▶ ARTICLE
The northern part of the area is characterised by completely opposite values, and it is dominated by highly fragmented agricultural areas. The year 2012 stands out from the rest of the analysed years. Referring to the CLC maps, a large area in the northwest was briefly reclassified from complex cultivation (242) to arable land (211), and consequently, the LDI decreased temporarily. In the last year, the share of land with an average LDI value also increased in the north. Taking this into account, it can be concluded that the degree of LDI contrast between the areas in the south (protected) and the north (urbanised) decreased over the years 2000–2018, with a simultaneous increase in the share of areas with high LDI values.

Discussion
Landscape dynamics

The latest research on landscape transformation has indicated in recent years that the speed of these changes is accelerating. They are being carried out at global as well as national and even regional scales. Such studies have also been conducted in Poland, in various regions of the country, both in rural areas (Krajewski et al. 2017a, Krajewski 2019) and in metropolitan ones (Pukowiec-Kurda, Vavrouchova 2020). Landscape changes in these areas were in the range of a few to several per cent of the ICh. This means that a percentage of the area changed from one type of cover to another over the time period studied. The results of this index obtained in the Tatra region indicate an extremely high degree of spatial change, which is several times higher than in other regions of Poland (Łowicki 2008, Krajewski 2019, Pukowiec-Kurda, Vavrouchová 2020). This indicates the existence of large causal forces responsible for land transformation. It also indicates the dynamics of these transformations. In the first studied period, 2000–2006, the rate of change was small. However, in the second period, 2006–2012, it underwent dynamic growth. This means that during this period, one-third of the area of the entire region changed from one type of LC to another. Comparing the results of this study with those of other authors (Krajewski et al. 2018), one can speak of the uniqueness of this area in terms of the strength and speed of landscape transformation. Moreover, the considerable variation in relief, and thus in climatic conditions, vegetation types, etc., in the study area is the natural basis for the functioning of different landscape processes. Thus, the same phenomenon operates with different dynamics in the foothills and high mountains, for example, overgrowth of fields in the foothills and natural succession of the forests after windthrow in the Tatras.

The reasons for these transformations can be traced back to a variety of sources. The first is the socio-economic and political transformation in Central Europe in the period after 2004 (Deslatte et al. 2022). The period studied, 2006–2012, is characterised by the highest transformation rate in any area studied in Poland. This period follows shortly after the accession of Poland and neighbouring Central European countries to the European Union (Bucała-Hrabia 2018). During this period, there was an economic acceleration, with many investments in both housing and services, the development of road networks and the creation of new industrial and technological spaces. It was also a period of increased work in the field of nature protection, e.g. the establishment of Natura 2000 areas. All this has influenced changes in LC. As a result of increasing urbanisation, new residential areas have been created, especially on the urban periphery, road density has increased, and shopping centres, service and storage areas have been created. These human-influenced transformations have also occurred in Zakopane and neighbouring tourist destinations. These changes have been particularly evident in this region due to the investment and rapid development of tourism. Large hotel complexes, restaurants, ski resorts and additional tourist attractions such as aquaparks have been built (Fidelus-Orzechowska et al. 2021), as well as second houses (Mika, Faracik 2008). At the same time, the local population began to change their lifestyle and shift their work from farming to tourism. This is evident in the conversion of agricultural land (arable fields, pastures, etc.) into wasteland or development for tourism and residential purposes. The role of tourism in the contemporary transformation of space in the Tatra Mountains is also highlighted by Rączkowska (2021). In turn, Bucała-Hrabia (2018) writes about the abandonment of agriculture in the Polish Carpathians after the fall of communism in 1989, which is evidence of the prevalence of this phenomenon in the study area.

▶ ENTRIES PROVIDED

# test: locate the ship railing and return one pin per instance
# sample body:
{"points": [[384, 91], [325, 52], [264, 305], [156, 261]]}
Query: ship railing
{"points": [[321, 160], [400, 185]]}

▶ REQUIRED ACTIONS
1. List each kind of building or attraction that the Tatra landscape text says was built in the region as tourism grew.
2. Write the next part of the text on landscape change in the Tatra region, picking up after its last sentence.

▶ THE ANSWERS
1.
- Large hotel complexes
- Restaurants
- Ski resorts
- Aquaparks
- Second houses

2.
The rapid changes in the Tatra region can also be attributed to the attractiveness of its location. It attracts those investing in the tourist industry on the one hand, and people wanting to live in beautiful surroundings in the neighbourhood of protected areas on the other (Zbierska 2022). Hence, the rapid development and building up of plots of land. The district’s attractiveness comes from its geographical location in a valley at the foot of the highest mountains in Central Europe, the closeness of the Tatra National Park, the possibility of living with a beautiful view of the Tatras, the clean environment and the close proximity of good tourist infrastructure, especially for skiing.

The above-described causes are mainly manmade. However, a large part of the region is under strict legal protection in the national park area. By analysing the transformation maps, it can be seen that these areas have also been subject to rapid transformation (Zbierska 2022). It is known that the cause of such large changes in the nature protection area could not be manmade. In the study period, 2000–2018, several extreme windfall events occurred in the Tatra area (Falt’an et al. 2020). Significant forested areas were devastated, transforming spruce forests into treeless areas. This change was recorded in the LC database and detected in the applied landscape change index. The force of this windthrow was so great that it is possible to speak of significant land transformation in the Tatra NP (Bodziarczyk et al. 2019). Moreover, in addition to the windthrow, there were other natural forces that also affected land use in the Tatras. These included debris flow or snow avalanches, as pointed out by Spyt et al. (2020) in their study. Thus, the second cause of change is the forces of nature. It is interesting to note that both factors responsible for the transformation of the landscape—humans and nature—interacted with great force at the same time. This combination of these two forces has resulted in spectacularly huge changes in the study area over the analysed time period.

Landscape fragmentation

Rapid changes in LC were reflected in the occurrence of landscape fragmentation in the studied area. Its appearance was influenced by another factor, which is the lack of spatial planning and chaotic land development (Duarte et al. 2018). At the investment planning stage, no analyses of spatial design were carried out. New buildings were built chaotically, sometimes on random plots of land (Ćwik, Hrehorowich-Gaber 2021). This resulted in the fragmentation of landscape patches (LC patches) revealed in the research. The area of individual patches decreased, while their number and the length of their borders increased. In the case of the action of the second driving force—nature—it is difficult to talk about planning. Due to their nature, extreme events produce chaotic and unplanned consequences. Therefore, the fragmentation phenomenon also applies to the area of the national park (Kubacka et al. 2022) with the area of the forest felled by winds. The shapes of the windfall areas are also irregular; they occur in several places and are random and incidental in space.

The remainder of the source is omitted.